- **Data extract**:
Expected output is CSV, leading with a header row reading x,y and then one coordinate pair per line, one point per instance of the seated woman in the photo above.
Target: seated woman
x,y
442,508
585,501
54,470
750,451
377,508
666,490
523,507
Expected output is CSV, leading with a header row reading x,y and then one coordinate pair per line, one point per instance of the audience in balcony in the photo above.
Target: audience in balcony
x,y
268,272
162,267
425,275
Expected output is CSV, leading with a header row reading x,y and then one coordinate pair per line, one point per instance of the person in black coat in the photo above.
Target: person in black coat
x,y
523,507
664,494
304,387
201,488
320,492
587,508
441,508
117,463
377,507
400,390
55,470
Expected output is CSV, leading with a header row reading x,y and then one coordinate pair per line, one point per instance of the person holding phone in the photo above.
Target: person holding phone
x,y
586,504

- **Task to carry out**:
Write out the listing once more, matching it exactly.

- **Output of the task**:
Expected output is CSV, leading with a header row reading x,y and then one coordinate pair per line, one point per instance of the seated woman in the photo above.
Target: seated woman
x,y
442,508
585,501
54,470
750,451
377,508
666,490
523,507
Expected output is CSV, leading with a header row reading x,y and then one coordinate pair per line, one point per instance of the audience in balcony in the photo above.
Target: audience in balcony
x,y
268,272
162,267
425,275
Expected output is CSV, leading with a header row reading x,y and then one coordinate pair per line, one point per instance of the person in black coat in the photo above.
Target: person in black coat
x,y
523,507
664,494
304,387
201,488
320,492
587,508
441,508
117,463
377,507
400,390
55,470
Expected output is CSV, leading with a header row reading x,y and then one coordinate pair per line, one point per instance of the person holding phone in the photo above.
Target: person holding phone
x,y
586,504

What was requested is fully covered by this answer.